§ Listing of named object points
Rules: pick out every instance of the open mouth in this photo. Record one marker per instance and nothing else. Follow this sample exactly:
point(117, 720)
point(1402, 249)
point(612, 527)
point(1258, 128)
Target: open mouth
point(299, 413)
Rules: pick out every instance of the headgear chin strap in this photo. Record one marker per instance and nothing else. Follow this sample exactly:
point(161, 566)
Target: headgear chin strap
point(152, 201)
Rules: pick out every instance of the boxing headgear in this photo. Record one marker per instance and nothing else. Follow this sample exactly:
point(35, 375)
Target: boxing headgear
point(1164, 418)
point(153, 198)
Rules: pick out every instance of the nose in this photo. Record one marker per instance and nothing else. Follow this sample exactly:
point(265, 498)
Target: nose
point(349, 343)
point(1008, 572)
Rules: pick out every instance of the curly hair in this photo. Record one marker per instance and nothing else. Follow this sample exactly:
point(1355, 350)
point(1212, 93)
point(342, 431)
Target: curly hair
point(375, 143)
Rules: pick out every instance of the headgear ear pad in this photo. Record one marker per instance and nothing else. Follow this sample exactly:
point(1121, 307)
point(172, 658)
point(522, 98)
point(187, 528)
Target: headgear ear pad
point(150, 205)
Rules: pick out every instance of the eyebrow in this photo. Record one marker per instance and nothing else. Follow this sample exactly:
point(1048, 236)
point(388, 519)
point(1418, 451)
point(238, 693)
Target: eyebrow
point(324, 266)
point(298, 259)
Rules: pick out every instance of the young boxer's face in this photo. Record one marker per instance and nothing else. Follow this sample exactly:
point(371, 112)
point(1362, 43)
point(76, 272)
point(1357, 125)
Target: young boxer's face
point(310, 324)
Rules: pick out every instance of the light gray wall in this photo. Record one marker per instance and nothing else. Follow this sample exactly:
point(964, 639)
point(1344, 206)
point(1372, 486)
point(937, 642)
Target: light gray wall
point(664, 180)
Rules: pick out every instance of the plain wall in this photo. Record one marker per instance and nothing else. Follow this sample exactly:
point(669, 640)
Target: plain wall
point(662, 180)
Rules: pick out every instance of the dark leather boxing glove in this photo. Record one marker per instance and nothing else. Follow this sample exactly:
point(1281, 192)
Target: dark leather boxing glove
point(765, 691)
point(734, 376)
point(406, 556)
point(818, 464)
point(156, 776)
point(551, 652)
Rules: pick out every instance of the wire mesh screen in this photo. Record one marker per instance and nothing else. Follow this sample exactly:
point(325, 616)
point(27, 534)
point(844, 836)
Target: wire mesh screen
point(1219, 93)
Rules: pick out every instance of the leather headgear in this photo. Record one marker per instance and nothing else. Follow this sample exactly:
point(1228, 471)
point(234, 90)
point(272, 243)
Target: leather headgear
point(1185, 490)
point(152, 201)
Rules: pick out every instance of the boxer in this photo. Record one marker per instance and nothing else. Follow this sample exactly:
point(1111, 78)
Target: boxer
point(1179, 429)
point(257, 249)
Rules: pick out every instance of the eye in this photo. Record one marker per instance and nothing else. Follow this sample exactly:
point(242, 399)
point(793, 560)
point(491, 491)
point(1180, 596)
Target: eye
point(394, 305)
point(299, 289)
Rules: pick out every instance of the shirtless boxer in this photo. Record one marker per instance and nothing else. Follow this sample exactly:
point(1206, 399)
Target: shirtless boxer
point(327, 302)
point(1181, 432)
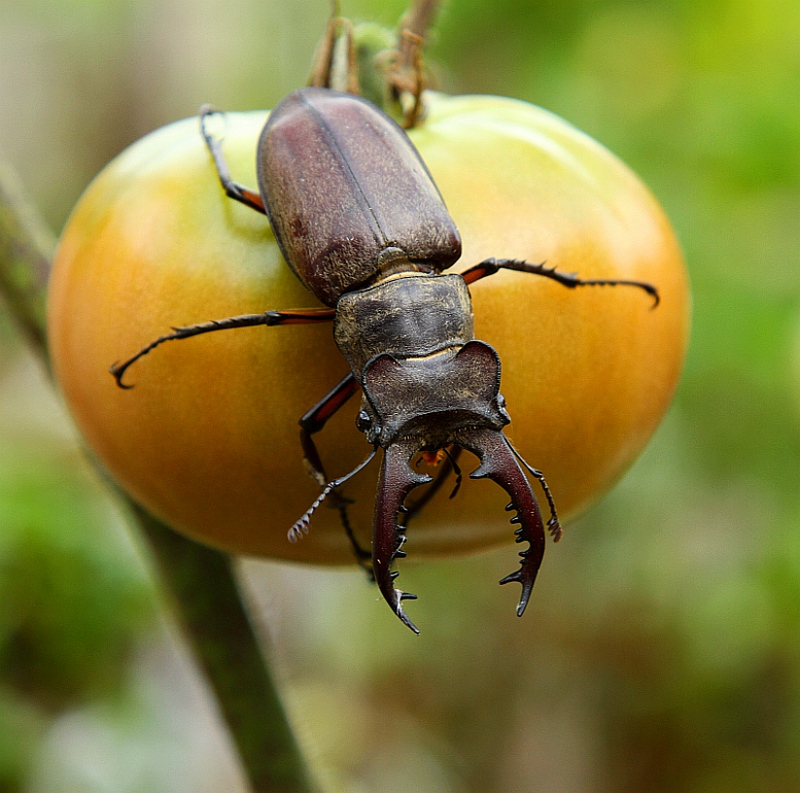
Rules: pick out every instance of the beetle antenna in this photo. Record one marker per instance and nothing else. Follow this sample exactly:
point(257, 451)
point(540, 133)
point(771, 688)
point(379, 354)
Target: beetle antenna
point(301, 526)
point(553, 525)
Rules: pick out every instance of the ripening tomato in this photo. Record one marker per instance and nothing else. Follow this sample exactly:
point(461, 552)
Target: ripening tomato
point(208, 438)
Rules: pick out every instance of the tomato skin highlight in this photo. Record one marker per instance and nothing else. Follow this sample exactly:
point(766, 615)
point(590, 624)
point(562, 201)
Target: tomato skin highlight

§ Problem description
Arrange every line of the listing above as a JSON list of strings, one string per line, with blank lines skipped and the pictures left out.

§ Output for this task
[
  "Rules: pick out every instance of the open mouth in this photo. Record one marker per instance and nothing else. Follow this sample exactly:",
  "point(117, 720)",
  "point(1402, 249)",
  "point(612, 527)",
  "point(1258, 128)",
  "Target: open mouth",
  "point(299, 413)",
  "Rules: pick out every instance of the headgear chin strap in this photo. Record one marker per instance and nothing else. Follow this sample exactly:",
  "point(161, 566)",
  "Target: headgear chin strap",
  "point(152, 201)",
  "Rules: pick out every instance of the boxing headgear in this photo. Record one marker per instance and nothing else. Follow this sample exactly:",
  "point(35, 375)",
  "Target: boxing headgear",
  "point(1164, 418)",
  "point(153, 198)",
  "Rules: pick out every instance of the nose in this photo. Record one marker per instance and nothing else. Follow this sample exactly:",
  "point(265, 498)",
  "Target: nose",
  "point(349, 343)",
  "point(1008, 572)",
  "Rules: pick out every instance of the curly hair in this photo. Record one marker per instance and nothing else. Follow this sample exactly:",
  "point(1355, 350)",
  "point(1212, 93)",
  "point(342, 431)",
  "Target: curly hair",
  "point(375, 143)",
  "Rules: pick out every instance of the headgear ear pad in this photo. Record one marker per instance and nothing else. Follow this sample exactly:",
  "point(1121, 307)",
  "point(172, 658)",
  "point(522, 98)",
  "point(187, 528)",
  "Target: headgear ear pad",
  "point(150, 205)",
  "Rules: pick out every instance of the eyebrow in this photo. Record one marker per instance and nothing else. Follow this sample exactly:",
  "point(1048, 236)",
  "point(388, 519)",
  "point(1418, 451)",
  "point(238, 693)",
  "Target: eyebrow",
  "point(324, 266)",
  "point(298, 259)",
  "Rules: pick out every instance of the young boxer's face in this photo. Record one marker per instance and nothing else. Follow this sample exactly:",
  "point(371, 112)",
  "point(1362, 43)",
  "point(76, 272)",
  "point(1357, 125)",
  "Target: young boxer's face",
  "point(310, 324)",
  "Rules: pick out every instance of the light gray wall in this photo. Record one marker per instance and nothing else. Follow this sample exactly:",
  "point(964, 639)",
  "point(1344, 206)",
  "point(1372, 486)",
  "point(937, 642)",
  "Target: light gray wall",
  "point(664, 180)",
  "Rules: pick out every instance of the plain wall in this photo. Record one marker per instance and nothing else. Follow this sample exactly:",
  "point(669, 640)",
  "Target: plain wall",
  "point(662, 180)",
  "Rules: pick out every instance of the dark leather boxing glove in this photo. Record one marker per instance and nothing else. Follow this sample exactly:",
  "point(1281, 192)",
  "Target: dark leather boxing glove",
  "point(765, 691)",
  "point(734, 376)",
  "point(406, 556)",
  "point(818, 464)",
  "point(156, 776)",
  "point(551, 652)",
  "Rules: pick out every instance of the wire mesh screen in this photo. Record one marker per instance and nothing else. Follow this sample exactly:",
  "point(325, 616)",
  "point(27, 534)",
  "point(844, 836)",
  "Target: wire mesh screen",
  "point(1219, 93)",
  "Rules: pick out every instance of the leather headgear in this photo. Record one marker per instance and nothing else. Follow this sample exactly:",
  "point(1228, 471)",
  "point(234, 90)",
  "point(272, 243)",
  "Target: leather headgear",
  "point(1185, 490)",
  "point(152, 201)",
  "Rules: pick out every instance of the boxer in this photo. Record one marker per instance and nothing else. Follow this sample exactly:",
  "point(1111, 78)",
  "Target: boxer",
  "point(1179, 429)",
  "point(257, 249)",
  "Rules: pick out every instance of the eye in this photo. Record one marker per instance and nothing else. Follow this sample exactly:",
  "point(242, 399)",
  "point(793, 560)",
  "point(491, 491)",
  "point(1180, 596)",
  "Target: eye",
  "point(394, 305)",
  "point(299, 289)",
  "Rules: pick out every instance of the shirtless boxer in this photo. Record one marker per instance and nothing else. Follow this sample exactly:",
  "point(1206, 399)",
  "Target: shirtless boxer",
  "point(327, 302)",
  "point(1181, 432)",
  "Rules: pick out every instance of the beetle antenna in this photo. Record one marker per instance and nothing else. Follow this sample exactly:",
  "point(257, 451)",
  "point(540, 133)",
  "point(771, 688)",
  "point(379, 354)",
  "Target: beetle antenna",
  "point(301, 526)",
  "point(553, 525)",
  "Rules: pick out every instance of the ripening tomato in this photo. Record one marker per instance and nothing else. Follow this sample exactly:",
  "point(461, 552)",
  "Target: ripening tomato",
  "point(208, 438)",
  "Rules: pick out every instance of the tomato skin highlight in this photo. Record one marker per instance and nothing else. Follow this sample exactly:",
  "point(766, 615)",
  "point(590, 624)",
  "point(562, 201)",
  "Target: tomato skin highlight"
]